- **TEXTAUSSCHNITT**:
....

Das ist dann wohl das beste Rezept für Verweigerung und permanente Überforderung. Nur ja nichts falsch machen. Warum erinnert mich so etwas immer wieder ans deutsche Schulsystem? Kann es sein, dass wir genau dies Angst mit aller Sturheit immerfort antrainieren?

Wann ist etwas gut genug?

Ja, aber wie kommen wir da wieder heraus? Dazu gehört dann wohl, wie Katrin Göring-Eckardt feststellt, auch die Einsicht, dass das 30 Jahre lang funktionierende Wohlstandsmodell Deutschland an sein Ende gekommen ist – „billige Energie aus Russland und erfolgreiche Marktanteile in China“. Muss die Demokratie immerzu Versprechungen machen, die sie gar nicht erfüllen kann? Heißt Transformation nun, dass wir lernen müssen, uns zu bescheiden?

Oder geht es eigentlich um eine ganz andere Haltung zu unseren Wünschen, unserer Demokratie und dem, was wir leisten können? Worauf Katrin Göring-Eckardt im letzten Kapitel „Unverzagt und frohgemut“ eingeht. Denn dass wir so schnell das Gefühl der Überforderung haben, hat auch damit zu tun, dass wir immer perfekt sein wollen, mit weniger geben wir uns nicht zufrieden.

Wir wollen immer die Allerbesten sein (Exportweltmeister, Fußballweltmeister, Papst …) Dass es uns damit oft genug dreckig geht und wir ganz und gar nicht glücklich sind damit, lassen wir vielleicht mal gucken, wenn uns jemand fragt: „Wie geht es dir?“ In der Regel sagt man dann: „Gut.“ Und gut ist. Und wir haben wieder niemanden, der uns einfach mal tröstet, zuhört, versteht.

....

- **AUFGABEN**:
1 > Notieren Sie aus dem Textausschnitt über Überforderung die Stelle von „Oder geht es“ bis einschließlich „tröstet, zuhört, versteht.“ wortgetreu.
2 > Führen Sie den Textausschnitt über Überforderung im Anschluss an seinen letzten Satz weiter.

Einträge aus einer Sammlung
....

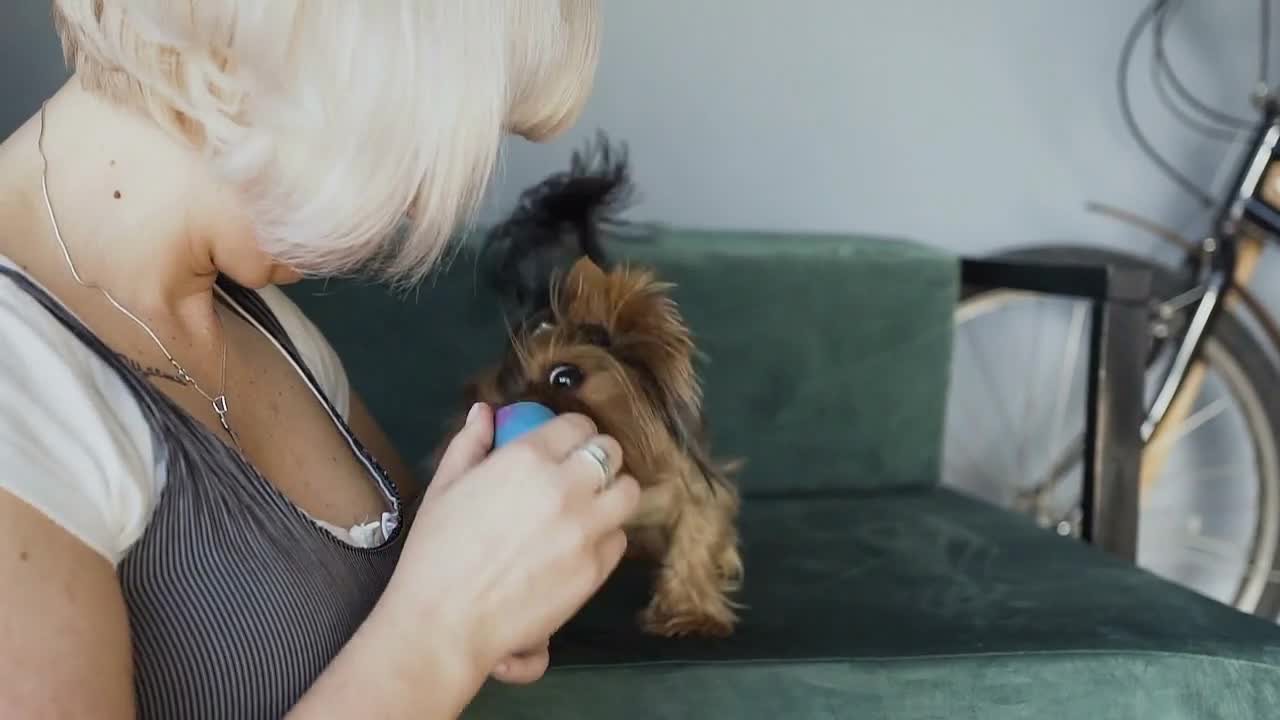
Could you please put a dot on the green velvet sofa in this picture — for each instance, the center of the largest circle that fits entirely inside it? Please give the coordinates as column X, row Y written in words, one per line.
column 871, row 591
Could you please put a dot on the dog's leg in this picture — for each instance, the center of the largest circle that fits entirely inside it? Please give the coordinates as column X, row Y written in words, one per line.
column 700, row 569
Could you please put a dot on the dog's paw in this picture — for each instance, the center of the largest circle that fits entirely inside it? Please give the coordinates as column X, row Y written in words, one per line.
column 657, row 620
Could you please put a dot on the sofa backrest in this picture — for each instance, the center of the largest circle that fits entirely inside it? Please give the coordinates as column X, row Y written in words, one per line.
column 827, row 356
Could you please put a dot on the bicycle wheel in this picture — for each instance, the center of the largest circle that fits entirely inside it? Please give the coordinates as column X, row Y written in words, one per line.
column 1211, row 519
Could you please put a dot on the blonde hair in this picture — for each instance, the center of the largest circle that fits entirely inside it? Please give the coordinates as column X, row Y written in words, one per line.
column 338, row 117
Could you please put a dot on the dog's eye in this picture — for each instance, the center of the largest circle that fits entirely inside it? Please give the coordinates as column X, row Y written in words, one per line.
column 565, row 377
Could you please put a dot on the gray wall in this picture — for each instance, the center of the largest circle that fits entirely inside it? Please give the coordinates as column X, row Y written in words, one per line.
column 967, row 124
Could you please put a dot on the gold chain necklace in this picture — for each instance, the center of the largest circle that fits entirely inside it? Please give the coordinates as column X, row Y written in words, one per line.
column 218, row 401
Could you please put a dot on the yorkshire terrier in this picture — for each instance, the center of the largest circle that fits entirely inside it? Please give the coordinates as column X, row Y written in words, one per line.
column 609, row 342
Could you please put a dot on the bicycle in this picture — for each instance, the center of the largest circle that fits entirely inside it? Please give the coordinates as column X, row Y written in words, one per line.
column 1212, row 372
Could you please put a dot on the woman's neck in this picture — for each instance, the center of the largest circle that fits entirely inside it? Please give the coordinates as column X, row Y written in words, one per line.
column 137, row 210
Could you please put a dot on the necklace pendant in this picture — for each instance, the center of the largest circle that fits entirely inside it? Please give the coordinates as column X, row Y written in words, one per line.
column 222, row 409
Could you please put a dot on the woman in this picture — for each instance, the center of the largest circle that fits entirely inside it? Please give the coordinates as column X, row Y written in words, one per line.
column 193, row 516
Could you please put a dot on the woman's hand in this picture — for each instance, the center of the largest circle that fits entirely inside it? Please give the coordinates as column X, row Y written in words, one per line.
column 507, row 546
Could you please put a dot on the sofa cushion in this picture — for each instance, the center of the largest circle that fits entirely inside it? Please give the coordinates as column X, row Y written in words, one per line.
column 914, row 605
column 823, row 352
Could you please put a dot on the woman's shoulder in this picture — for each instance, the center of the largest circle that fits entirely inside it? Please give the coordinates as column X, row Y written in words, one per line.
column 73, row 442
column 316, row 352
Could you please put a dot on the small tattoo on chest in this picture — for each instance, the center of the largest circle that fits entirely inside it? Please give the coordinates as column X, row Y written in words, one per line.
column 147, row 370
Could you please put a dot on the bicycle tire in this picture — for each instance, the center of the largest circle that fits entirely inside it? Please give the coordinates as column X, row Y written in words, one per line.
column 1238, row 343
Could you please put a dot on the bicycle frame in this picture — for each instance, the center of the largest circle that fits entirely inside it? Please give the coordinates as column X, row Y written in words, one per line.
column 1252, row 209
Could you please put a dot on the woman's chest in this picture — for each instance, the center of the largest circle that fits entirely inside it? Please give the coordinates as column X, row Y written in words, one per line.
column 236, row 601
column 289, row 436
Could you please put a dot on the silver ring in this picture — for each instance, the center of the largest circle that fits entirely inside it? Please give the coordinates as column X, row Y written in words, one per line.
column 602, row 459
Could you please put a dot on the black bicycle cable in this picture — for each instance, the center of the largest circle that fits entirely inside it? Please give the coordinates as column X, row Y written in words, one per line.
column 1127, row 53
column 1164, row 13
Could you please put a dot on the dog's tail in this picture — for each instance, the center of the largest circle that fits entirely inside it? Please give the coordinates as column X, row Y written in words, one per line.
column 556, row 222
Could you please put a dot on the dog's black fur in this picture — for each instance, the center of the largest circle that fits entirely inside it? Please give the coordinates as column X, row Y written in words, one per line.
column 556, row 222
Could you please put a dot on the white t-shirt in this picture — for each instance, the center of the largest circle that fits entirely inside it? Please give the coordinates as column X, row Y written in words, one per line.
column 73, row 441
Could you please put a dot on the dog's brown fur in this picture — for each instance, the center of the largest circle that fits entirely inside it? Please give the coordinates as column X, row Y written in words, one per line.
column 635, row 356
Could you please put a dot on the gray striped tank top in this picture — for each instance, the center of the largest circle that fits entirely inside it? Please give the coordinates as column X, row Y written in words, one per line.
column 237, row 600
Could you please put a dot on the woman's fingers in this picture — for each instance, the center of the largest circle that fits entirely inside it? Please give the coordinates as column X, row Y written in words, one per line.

....

- **LÖSUNGEN**:
1 >
Oder geht es eigentlich um eine ganz andere Haltung zu unseren Wünschen, unserer Demokratie und dem, was wir leisten können? Worauf Katrin Göring-Eckardt im letzten Kapitel „Unverzagt und frohgemut“ eingeht. Denn dass wir so schnell das Gefühl der Überforderung haben, hat auch damit zu tun, dass wir immer perfekt sein wollen, mit weniger geben wir uns nicht zufrieden.

Wir wollen immer die Allerbesten sein (Exportweltmeister, Fußballweltmeister, Papst …) Dass es uns damit oft genug dreckig geht und wir ganz und gar nicht glücklich sind damit, lassen wir vielleicht mal gucken, wenn uns jemand fragt: „Wie geht es dir?“ In der Regel sagt man dann: „Gut.“ Und gut ist. Und wir haben wieder niemanden, der uns einfach mal tröstet, zuhört, versteht.

2 >
Und so hat sich Katrin Göring-Eckardt schön länger angewöhnt, mit „Gut genug“ zu antworten. Da muss man dann nicht mehr Strahlemann und Strahlefrau mimen, sondern kann auch zugeben, dass einen die Arbeit schlaucht, dass man Durchhänger hat und sich oft genug nur schwer aufrappeln kann, wieder das Notwendige zu tun.

Aber – so betont die Autorin – es entlastet auch, weil man dann sich auch selbst zugesteht, die Dinge einfach so gut wie möglich zu machen, aber sich nicht mit Perfektion zu überfordern. Also auch mal abzulassen und sich mit dem Guten zufrieden zu geben.

Was dann erstaunlicherweise für überbordende Gesetze, die Bürokratie oder auch die Ausübung eines politischen Amtes gilt. Und letztlich auch für die Fähigkeit von Politiker/-innen, zuzugeben, wenn sie müde oder ausgebrannt sind. Und auch mal loszulassen wie 2024 Kevin Kühnert.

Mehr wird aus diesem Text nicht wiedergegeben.